(Image-grounded pointing data)

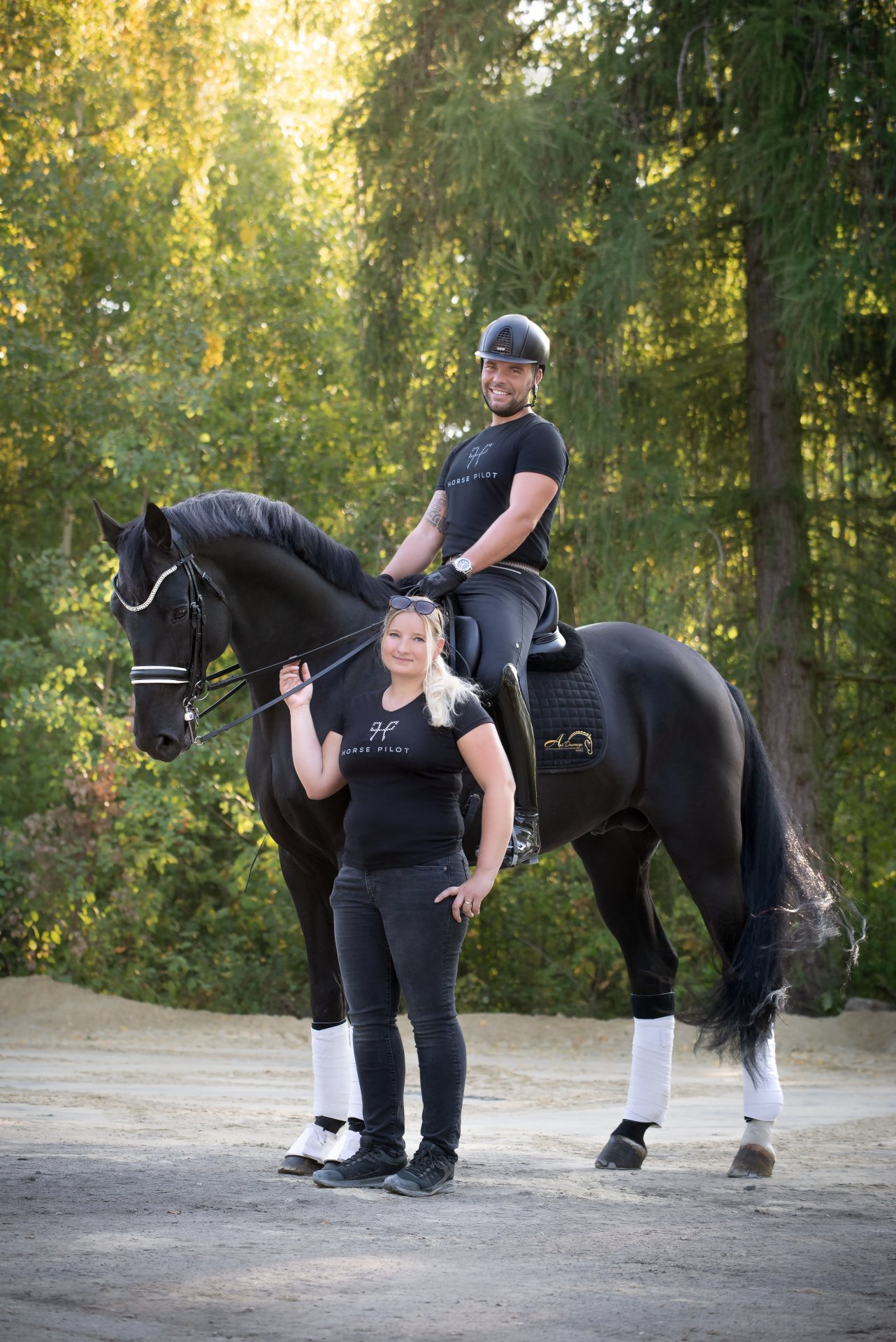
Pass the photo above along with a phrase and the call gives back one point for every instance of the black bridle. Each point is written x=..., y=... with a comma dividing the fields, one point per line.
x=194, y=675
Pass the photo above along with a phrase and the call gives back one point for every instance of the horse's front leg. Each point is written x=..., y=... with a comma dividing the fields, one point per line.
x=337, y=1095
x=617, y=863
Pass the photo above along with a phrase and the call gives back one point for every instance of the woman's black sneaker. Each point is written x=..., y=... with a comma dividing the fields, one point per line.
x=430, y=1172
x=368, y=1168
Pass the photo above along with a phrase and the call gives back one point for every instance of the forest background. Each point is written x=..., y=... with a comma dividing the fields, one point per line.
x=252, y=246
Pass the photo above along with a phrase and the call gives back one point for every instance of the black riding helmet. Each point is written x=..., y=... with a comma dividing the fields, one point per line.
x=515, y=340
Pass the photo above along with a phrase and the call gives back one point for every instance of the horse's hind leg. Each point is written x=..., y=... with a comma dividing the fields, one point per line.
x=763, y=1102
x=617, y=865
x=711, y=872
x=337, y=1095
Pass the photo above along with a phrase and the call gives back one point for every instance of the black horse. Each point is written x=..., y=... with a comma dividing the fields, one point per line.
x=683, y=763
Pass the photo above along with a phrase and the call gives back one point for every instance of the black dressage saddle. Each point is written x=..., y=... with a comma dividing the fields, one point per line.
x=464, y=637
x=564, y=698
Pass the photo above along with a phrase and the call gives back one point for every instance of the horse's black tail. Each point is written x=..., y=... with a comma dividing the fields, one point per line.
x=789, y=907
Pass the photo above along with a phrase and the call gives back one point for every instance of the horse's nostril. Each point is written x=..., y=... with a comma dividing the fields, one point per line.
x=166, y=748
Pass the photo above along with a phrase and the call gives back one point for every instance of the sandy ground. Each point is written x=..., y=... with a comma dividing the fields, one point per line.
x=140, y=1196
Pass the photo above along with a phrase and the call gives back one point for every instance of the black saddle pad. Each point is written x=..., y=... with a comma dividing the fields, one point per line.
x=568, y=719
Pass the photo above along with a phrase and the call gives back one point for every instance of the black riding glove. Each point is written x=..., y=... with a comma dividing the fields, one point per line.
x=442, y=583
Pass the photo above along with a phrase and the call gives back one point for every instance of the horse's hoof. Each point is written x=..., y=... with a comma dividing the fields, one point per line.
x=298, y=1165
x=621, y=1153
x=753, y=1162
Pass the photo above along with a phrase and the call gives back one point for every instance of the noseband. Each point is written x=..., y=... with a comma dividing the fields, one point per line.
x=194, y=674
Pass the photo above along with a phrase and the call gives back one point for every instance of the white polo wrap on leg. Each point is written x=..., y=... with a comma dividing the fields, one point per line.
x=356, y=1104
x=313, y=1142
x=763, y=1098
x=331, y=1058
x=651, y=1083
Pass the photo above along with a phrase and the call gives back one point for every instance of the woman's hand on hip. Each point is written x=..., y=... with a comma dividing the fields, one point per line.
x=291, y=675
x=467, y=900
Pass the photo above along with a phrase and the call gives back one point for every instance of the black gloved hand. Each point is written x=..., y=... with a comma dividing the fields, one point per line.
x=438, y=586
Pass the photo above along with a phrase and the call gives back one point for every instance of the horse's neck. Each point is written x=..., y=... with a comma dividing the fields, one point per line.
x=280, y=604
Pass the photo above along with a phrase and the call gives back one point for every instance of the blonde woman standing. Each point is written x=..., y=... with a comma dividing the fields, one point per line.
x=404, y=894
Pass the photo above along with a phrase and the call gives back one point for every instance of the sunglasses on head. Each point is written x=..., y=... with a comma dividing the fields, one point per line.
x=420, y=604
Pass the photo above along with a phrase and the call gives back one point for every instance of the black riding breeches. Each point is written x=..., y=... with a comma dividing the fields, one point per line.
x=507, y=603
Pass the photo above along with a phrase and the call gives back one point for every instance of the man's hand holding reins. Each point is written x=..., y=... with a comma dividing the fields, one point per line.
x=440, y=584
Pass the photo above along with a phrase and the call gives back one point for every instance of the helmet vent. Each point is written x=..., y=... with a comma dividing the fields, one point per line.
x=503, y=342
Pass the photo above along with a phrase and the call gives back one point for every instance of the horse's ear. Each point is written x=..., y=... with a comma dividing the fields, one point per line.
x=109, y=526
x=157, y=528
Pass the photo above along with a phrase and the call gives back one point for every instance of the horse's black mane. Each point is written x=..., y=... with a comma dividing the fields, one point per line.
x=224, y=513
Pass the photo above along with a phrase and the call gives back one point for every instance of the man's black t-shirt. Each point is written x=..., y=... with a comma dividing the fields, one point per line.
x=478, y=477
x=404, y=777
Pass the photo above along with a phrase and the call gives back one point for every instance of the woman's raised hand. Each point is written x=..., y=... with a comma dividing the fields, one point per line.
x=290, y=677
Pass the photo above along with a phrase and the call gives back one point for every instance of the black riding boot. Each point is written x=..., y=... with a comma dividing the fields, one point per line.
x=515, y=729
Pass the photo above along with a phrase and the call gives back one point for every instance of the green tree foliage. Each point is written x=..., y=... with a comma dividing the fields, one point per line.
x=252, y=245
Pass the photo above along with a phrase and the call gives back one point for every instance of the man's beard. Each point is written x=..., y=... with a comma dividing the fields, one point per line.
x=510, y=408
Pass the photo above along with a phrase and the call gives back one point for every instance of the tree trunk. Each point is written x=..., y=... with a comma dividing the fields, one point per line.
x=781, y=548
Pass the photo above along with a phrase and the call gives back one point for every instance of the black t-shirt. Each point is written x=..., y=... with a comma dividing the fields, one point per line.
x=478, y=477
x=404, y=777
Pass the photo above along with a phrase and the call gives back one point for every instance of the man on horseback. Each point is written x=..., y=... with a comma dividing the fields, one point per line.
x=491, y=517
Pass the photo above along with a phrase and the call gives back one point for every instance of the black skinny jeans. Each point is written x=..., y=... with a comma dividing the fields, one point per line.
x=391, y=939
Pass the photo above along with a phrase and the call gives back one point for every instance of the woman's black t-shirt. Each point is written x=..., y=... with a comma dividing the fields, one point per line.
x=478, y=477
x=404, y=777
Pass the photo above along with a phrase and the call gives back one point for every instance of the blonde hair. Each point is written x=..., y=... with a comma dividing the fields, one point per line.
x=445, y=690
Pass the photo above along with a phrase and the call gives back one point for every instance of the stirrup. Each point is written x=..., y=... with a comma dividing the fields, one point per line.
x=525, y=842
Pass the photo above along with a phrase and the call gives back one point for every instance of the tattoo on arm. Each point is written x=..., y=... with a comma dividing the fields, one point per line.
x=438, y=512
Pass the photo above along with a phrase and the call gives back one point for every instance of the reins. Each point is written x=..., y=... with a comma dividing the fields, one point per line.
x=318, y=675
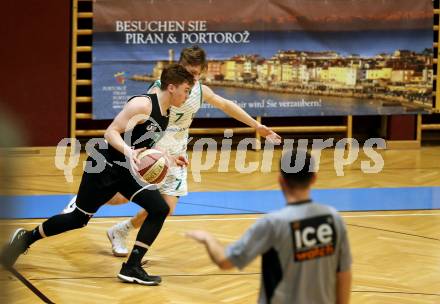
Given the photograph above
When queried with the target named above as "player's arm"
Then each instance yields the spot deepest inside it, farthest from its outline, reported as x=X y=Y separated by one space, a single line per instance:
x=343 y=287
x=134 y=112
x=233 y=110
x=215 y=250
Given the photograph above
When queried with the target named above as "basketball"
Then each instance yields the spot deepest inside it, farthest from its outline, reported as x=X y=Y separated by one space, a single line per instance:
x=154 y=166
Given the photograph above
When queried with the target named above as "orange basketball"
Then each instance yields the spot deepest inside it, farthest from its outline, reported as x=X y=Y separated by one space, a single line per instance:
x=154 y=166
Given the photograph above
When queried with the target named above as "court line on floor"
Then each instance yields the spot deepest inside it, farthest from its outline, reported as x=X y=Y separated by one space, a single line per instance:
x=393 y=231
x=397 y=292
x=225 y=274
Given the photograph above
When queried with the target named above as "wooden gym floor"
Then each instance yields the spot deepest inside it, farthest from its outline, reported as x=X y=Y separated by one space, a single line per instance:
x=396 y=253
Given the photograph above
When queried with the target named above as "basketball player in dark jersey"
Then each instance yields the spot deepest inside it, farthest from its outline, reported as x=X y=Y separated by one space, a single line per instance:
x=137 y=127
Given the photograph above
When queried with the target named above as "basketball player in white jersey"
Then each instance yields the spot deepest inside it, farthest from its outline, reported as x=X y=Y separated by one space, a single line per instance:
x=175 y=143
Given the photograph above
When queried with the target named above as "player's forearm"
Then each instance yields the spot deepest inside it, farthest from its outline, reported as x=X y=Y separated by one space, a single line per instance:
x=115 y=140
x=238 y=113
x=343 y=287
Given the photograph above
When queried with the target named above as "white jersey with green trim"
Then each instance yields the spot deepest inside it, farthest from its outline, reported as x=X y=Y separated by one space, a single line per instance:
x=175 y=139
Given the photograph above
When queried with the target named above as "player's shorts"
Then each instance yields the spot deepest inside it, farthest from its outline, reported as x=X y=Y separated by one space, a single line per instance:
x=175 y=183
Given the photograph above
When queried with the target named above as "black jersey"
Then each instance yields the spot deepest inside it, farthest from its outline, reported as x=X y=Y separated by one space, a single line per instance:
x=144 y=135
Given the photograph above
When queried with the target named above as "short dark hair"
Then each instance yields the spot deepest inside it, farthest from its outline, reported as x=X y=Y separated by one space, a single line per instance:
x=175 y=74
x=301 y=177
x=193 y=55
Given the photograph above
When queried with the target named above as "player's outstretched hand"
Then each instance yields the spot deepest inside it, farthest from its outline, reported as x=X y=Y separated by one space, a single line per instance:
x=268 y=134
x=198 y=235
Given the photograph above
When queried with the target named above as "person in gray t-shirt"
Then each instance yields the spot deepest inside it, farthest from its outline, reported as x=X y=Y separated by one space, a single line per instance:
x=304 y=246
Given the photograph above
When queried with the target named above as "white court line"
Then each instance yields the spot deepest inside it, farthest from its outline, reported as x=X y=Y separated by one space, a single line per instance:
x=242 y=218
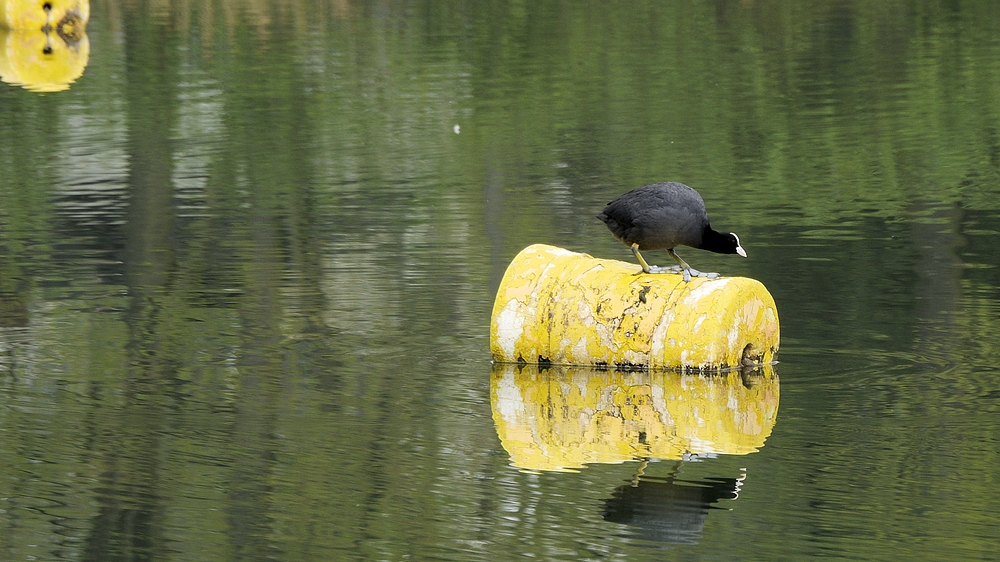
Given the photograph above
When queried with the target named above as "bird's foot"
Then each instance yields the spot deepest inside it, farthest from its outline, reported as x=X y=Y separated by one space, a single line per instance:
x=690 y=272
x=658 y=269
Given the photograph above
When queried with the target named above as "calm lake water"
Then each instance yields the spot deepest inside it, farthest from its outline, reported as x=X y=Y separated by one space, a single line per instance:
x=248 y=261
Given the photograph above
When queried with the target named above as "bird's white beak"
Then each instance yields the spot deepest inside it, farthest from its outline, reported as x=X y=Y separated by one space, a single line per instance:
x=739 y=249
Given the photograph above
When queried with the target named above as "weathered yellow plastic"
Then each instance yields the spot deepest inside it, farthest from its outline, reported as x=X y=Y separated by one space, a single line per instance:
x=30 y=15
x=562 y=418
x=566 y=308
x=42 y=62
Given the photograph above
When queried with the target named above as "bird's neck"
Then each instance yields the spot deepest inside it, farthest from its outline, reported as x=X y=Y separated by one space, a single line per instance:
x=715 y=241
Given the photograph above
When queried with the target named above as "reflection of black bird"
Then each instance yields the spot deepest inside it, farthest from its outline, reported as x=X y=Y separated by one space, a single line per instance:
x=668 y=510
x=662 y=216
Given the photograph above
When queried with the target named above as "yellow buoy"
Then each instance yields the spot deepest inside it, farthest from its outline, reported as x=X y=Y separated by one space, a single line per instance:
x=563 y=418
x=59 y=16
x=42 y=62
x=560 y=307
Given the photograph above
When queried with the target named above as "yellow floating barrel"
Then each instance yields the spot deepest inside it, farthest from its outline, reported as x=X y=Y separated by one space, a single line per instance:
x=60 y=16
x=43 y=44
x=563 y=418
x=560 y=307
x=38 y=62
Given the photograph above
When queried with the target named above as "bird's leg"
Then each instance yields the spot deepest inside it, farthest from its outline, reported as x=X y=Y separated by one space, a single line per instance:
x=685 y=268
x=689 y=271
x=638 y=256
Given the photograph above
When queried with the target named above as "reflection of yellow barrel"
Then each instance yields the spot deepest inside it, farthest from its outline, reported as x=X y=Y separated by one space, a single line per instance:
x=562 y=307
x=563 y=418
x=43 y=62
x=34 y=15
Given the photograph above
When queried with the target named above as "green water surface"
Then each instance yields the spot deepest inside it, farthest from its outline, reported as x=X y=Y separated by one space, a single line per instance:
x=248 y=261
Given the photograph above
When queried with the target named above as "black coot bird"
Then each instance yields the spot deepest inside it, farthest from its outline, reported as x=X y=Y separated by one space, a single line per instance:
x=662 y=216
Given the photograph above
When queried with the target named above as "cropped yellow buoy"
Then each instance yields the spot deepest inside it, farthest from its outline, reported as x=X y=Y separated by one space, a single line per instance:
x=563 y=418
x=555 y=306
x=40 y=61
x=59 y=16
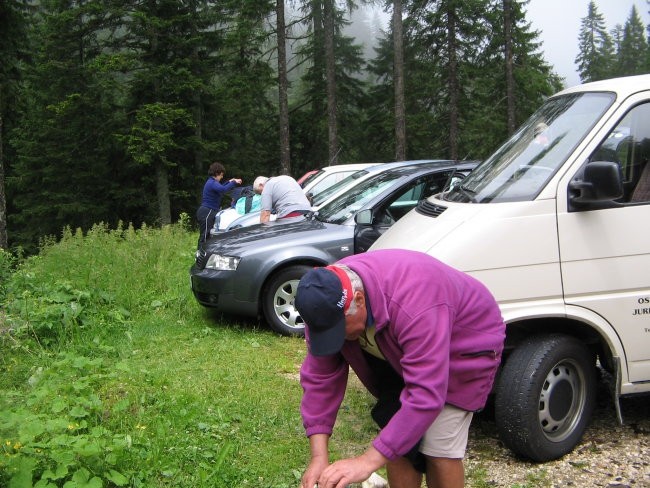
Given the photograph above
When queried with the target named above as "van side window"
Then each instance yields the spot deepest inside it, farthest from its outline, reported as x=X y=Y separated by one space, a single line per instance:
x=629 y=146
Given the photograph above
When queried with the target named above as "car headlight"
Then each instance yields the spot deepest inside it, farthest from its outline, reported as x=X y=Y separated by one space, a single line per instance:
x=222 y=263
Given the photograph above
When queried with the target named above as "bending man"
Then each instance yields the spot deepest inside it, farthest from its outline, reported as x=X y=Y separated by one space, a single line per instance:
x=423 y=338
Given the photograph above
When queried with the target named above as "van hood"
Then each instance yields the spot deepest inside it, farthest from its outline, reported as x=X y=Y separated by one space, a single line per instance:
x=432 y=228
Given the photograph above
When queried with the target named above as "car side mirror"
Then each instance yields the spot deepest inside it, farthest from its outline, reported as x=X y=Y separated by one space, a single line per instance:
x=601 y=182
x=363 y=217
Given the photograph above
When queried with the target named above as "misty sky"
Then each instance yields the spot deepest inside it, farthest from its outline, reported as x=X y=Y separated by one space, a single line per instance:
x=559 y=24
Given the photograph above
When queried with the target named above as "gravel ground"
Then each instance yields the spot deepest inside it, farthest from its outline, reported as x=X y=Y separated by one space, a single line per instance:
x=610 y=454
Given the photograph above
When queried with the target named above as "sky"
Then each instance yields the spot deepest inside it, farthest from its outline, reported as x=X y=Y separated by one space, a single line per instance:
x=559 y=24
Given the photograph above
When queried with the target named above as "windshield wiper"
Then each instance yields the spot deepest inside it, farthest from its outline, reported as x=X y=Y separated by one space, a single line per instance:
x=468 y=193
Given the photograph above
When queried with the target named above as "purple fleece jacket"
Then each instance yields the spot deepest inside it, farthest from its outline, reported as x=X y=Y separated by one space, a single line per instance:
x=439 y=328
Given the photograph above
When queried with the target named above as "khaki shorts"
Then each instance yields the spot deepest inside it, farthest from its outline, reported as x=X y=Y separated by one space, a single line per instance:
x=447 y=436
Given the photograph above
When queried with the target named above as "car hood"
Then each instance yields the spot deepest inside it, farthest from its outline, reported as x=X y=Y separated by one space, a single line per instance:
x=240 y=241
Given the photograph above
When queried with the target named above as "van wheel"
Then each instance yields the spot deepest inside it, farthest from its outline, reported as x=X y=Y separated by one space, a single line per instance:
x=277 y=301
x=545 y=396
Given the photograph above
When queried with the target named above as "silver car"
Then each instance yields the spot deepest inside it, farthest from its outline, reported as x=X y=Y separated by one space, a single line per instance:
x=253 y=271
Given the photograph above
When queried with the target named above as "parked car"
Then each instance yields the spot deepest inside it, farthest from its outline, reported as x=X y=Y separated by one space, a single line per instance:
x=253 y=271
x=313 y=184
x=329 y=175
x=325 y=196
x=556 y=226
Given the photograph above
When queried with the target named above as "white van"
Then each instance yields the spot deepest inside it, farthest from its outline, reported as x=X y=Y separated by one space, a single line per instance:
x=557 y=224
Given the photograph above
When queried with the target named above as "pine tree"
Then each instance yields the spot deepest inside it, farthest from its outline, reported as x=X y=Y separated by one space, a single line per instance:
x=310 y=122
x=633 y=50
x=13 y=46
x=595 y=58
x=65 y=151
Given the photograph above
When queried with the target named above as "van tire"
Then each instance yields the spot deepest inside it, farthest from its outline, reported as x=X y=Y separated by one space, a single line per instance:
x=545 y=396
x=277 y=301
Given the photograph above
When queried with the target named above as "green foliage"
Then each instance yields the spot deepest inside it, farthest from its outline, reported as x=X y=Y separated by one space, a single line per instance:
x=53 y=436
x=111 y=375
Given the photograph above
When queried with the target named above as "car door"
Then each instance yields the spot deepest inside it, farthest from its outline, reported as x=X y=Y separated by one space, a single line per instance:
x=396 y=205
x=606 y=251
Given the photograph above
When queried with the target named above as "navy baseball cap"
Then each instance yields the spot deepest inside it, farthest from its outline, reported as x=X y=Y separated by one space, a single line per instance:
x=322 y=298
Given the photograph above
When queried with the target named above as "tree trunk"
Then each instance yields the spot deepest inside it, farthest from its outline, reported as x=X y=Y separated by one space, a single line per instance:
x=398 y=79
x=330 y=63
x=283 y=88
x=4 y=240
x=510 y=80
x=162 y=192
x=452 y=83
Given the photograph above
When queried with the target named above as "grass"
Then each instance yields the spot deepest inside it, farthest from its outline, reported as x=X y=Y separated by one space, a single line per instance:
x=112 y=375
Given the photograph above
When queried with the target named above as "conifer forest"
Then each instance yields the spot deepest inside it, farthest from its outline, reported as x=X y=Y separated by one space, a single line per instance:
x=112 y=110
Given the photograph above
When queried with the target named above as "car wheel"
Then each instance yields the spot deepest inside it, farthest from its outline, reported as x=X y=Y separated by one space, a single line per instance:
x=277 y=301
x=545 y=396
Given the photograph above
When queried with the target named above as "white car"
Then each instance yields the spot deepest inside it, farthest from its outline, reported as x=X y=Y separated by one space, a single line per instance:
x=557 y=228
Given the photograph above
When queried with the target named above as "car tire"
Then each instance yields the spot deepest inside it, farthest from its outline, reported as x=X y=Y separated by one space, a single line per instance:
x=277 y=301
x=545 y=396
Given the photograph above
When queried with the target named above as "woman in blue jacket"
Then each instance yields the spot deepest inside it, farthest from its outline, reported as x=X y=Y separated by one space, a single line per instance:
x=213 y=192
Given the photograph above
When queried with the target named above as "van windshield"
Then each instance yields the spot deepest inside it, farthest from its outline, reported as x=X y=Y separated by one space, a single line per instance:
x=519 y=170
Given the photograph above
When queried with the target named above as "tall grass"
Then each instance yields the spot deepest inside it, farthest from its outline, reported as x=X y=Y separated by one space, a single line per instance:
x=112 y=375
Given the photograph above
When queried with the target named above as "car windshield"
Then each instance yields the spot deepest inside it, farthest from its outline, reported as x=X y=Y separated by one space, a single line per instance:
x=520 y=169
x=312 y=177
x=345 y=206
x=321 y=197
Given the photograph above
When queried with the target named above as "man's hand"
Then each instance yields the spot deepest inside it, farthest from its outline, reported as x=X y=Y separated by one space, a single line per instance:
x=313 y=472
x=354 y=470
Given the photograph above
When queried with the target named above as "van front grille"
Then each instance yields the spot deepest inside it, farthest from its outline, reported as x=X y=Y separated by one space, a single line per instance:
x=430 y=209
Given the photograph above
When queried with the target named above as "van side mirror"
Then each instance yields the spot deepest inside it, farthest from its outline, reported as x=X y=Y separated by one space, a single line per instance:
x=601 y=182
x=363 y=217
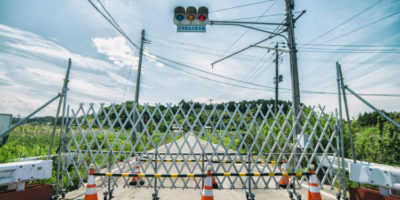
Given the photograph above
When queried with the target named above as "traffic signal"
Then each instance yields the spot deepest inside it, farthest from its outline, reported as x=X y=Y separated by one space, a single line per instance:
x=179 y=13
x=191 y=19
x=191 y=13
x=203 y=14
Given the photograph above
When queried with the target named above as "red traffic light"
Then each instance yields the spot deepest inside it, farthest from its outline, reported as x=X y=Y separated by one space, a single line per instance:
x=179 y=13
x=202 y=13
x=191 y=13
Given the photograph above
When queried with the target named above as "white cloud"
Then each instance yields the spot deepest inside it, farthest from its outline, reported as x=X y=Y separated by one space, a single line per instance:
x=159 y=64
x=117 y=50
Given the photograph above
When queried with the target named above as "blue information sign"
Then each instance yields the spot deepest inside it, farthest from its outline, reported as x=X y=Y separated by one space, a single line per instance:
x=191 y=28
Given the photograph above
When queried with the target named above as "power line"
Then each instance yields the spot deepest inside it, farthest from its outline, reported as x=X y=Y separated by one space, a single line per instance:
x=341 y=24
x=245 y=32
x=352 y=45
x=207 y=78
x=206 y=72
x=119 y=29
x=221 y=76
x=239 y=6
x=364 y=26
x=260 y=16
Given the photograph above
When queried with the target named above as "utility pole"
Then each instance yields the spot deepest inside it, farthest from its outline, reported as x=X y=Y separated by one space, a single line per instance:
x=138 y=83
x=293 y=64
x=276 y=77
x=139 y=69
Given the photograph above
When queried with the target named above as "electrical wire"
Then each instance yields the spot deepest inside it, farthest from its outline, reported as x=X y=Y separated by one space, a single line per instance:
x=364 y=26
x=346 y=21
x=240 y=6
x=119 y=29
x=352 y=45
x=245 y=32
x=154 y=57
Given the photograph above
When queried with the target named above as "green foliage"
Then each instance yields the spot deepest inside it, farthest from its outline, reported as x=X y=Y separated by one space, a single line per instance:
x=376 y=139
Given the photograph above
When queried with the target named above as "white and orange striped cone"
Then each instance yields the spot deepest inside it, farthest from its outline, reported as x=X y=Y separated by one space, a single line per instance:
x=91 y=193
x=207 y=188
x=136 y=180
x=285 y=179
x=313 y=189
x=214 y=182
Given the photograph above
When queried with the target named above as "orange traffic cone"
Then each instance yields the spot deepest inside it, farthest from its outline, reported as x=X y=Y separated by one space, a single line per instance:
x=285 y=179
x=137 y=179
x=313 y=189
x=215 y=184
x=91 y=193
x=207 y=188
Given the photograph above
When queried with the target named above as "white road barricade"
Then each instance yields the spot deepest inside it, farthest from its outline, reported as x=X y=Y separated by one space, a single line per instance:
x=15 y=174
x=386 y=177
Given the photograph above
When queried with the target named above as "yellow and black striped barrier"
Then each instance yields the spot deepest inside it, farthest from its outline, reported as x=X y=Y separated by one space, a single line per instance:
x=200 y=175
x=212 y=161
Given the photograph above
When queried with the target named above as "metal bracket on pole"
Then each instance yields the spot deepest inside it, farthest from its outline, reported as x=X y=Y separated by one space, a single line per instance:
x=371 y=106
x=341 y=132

▸ WORK REQUEST
Search the records for the word "blue". Copy each line where it appears.

▸ TASK RESPONSE
When queried with the target named above as "woman in blue jacket"
When queried with the target named above as "blue information sign"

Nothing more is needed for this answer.